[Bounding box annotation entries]
+ + +

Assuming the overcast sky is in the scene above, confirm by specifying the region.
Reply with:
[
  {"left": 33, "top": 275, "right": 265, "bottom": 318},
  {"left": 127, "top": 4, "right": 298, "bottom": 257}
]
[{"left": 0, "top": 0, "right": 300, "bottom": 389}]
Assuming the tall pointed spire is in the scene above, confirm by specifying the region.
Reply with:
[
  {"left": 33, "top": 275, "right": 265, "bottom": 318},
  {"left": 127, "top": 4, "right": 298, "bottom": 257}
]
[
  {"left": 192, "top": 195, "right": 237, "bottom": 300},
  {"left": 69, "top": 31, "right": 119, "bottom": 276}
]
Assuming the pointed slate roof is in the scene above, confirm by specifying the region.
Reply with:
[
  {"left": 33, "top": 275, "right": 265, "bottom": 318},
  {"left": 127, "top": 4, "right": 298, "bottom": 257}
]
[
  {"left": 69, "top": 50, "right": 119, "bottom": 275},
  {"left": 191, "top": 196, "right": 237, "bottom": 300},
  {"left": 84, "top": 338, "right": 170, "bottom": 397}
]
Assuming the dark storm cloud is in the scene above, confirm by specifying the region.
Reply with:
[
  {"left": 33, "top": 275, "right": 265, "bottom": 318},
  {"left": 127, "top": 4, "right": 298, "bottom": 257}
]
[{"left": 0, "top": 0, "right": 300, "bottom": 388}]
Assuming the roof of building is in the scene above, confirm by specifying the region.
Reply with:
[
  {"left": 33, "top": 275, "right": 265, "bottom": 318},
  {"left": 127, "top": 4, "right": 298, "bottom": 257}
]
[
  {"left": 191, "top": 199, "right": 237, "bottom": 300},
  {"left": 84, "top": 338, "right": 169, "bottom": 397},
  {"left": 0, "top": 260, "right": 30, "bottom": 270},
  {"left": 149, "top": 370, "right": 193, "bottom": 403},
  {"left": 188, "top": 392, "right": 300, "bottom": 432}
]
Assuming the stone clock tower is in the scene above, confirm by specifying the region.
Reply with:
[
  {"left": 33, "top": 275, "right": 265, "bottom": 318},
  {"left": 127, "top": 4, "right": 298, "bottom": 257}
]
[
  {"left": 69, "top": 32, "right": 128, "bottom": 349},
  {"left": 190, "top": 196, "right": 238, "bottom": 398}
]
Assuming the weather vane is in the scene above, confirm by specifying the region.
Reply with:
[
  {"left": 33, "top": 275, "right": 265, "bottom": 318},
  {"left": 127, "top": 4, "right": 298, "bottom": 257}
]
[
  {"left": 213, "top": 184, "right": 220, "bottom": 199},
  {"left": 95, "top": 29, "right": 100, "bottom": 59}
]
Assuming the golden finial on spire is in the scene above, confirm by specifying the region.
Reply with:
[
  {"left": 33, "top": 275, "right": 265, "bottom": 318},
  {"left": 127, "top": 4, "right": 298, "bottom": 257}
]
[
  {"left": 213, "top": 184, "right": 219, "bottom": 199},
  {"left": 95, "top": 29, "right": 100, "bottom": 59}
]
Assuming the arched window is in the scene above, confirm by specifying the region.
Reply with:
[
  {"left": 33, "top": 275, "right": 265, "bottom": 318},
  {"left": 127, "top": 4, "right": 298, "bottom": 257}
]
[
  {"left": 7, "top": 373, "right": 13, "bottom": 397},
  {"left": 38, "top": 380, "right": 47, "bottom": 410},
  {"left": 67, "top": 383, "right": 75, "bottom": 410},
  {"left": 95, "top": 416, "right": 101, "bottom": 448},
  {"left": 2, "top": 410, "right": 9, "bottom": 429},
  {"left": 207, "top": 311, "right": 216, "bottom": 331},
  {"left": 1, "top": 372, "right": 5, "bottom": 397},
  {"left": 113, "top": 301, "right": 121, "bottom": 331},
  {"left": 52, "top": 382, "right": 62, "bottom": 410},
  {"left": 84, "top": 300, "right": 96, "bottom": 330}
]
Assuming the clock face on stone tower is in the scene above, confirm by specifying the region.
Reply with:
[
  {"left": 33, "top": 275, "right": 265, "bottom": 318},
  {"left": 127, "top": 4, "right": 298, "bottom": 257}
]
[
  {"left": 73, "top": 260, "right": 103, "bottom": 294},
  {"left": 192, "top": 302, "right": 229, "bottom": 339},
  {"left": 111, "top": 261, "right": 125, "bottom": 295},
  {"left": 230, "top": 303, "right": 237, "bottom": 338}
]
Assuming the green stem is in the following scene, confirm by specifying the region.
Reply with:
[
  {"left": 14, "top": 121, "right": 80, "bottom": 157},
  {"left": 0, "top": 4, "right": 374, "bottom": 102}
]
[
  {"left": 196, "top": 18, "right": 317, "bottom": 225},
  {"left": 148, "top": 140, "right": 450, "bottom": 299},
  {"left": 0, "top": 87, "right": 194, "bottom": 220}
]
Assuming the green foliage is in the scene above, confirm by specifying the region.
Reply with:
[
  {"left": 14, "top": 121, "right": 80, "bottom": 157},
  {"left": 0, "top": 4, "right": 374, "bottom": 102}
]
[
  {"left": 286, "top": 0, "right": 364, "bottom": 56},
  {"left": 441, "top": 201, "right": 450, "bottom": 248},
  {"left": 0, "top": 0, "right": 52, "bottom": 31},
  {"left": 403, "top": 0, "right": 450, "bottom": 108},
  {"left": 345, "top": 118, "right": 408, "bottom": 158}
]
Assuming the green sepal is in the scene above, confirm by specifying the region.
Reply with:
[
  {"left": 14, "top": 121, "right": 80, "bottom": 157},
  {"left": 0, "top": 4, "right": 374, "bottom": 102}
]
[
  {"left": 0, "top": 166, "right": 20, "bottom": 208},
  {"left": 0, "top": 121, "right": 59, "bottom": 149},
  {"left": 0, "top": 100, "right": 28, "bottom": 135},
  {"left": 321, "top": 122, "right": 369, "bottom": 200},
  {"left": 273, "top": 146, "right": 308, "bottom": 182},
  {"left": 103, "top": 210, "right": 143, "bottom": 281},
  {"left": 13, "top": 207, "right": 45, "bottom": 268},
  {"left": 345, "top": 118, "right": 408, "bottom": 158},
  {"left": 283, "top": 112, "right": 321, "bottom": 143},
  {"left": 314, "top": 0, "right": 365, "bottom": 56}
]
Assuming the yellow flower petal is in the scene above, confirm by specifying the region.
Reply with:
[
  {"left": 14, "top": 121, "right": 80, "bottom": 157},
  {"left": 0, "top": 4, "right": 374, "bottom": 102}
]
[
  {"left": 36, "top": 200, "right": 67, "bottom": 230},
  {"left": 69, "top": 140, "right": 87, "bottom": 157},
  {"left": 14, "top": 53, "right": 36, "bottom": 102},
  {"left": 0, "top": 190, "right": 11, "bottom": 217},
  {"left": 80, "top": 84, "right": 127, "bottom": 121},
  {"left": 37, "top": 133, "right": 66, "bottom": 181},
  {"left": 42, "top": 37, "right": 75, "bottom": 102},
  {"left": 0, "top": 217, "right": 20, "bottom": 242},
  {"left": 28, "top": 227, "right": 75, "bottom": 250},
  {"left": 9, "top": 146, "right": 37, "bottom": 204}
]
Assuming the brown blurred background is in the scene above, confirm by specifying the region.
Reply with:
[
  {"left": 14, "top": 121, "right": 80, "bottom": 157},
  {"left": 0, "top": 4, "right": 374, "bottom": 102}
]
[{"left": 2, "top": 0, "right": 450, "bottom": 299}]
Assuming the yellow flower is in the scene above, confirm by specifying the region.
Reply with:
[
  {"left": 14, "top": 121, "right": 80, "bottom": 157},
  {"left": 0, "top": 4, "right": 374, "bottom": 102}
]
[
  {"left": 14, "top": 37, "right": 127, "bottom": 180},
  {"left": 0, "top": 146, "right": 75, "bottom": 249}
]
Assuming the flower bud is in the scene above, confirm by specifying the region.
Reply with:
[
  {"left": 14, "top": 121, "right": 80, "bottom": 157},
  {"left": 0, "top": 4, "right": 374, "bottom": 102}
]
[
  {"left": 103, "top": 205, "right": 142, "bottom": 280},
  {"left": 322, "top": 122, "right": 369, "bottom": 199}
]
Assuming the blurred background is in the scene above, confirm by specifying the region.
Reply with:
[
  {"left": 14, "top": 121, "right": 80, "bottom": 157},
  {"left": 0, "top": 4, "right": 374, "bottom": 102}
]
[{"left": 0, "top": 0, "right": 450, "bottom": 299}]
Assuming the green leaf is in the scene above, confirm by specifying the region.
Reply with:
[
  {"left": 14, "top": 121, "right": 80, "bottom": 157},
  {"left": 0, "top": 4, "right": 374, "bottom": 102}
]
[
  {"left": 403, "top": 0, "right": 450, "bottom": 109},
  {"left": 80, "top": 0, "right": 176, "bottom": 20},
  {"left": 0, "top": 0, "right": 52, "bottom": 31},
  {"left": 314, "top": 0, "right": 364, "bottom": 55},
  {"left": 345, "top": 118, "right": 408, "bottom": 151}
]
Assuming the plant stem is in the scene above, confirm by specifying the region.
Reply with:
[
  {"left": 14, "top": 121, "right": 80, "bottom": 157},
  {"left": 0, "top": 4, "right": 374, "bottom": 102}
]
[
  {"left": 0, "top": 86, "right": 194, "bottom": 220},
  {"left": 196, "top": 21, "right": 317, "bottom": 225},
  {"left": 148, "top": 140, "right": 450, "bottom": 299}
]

+ + +

**WHAT IS REQUIRED**
Present the lines from the one containing "Assuming the plant" through the last line above as a Markdown table with the columns Row and Line, numbering each row and skipping blank lines.

**COMPLETE ANSWER**
| Row | Line |
|---|---|
| 1 | Assuming the plant stem is in the scene above, confirm by specifying the region. |
| 2 | Reply with: |
| 3 | [ |
| 4 |   {"left": 14, "top": 121, "right": 80, "bottom": 157}, |
| 5 |   {"left": 0, "top": 4, "right": 374, "bottom": 102} |
| 6 | ] |
| 7 | [ |
| 8 |   {"left": 0, "top": 86, "right": 194, "bottom": 220}, |
| 9 |   {"left": 196, "top": 21, "right": 317, "bottom": 225}, |
| 10 |   {"left": 148, "top": 140, "right": 450, "bottom": 299} |
| 11 | ] |